Among the entries below, how many lines contain "every"? Answer with the number only.
------ Provided records ------
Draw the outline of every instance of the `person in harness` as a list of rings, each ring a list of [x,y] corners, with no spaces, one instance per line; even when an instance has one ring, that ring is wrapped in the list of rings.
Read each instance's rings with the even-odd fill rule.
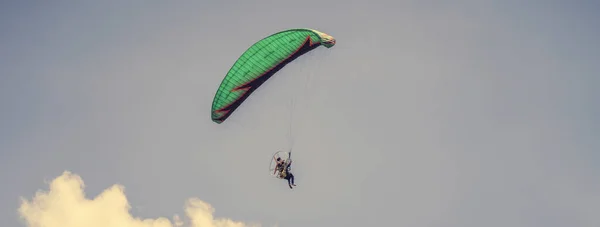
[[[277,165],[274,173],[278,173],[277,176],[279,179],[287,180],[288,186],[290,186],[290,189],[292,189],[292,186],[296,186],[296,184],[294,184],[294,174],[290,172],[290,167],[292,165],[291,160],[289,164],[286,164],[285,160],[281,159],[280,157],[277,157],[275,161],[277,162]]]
------
------ Provided records ------
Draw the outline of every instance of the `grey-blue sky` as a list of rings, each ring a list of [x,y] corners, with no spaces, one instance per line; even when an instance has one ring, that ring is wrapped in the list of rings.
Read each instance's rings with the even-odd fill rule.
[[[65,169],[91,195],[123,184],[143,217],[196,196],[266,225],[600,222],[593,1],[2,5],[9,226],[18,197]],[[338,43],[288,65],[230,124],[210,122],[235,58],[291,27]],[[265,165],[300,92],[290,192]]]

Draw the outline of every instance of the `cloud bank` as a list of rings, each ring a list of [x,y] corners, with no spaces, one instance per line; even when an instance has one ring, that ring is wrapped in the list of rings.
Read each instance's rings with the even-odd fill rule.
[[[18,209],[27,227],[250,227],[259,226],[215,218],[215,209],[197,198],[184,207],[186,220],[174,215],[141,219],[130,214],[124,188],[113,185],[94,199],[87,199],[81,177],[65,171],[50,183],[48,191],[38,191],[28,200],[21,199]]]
------
The answer
3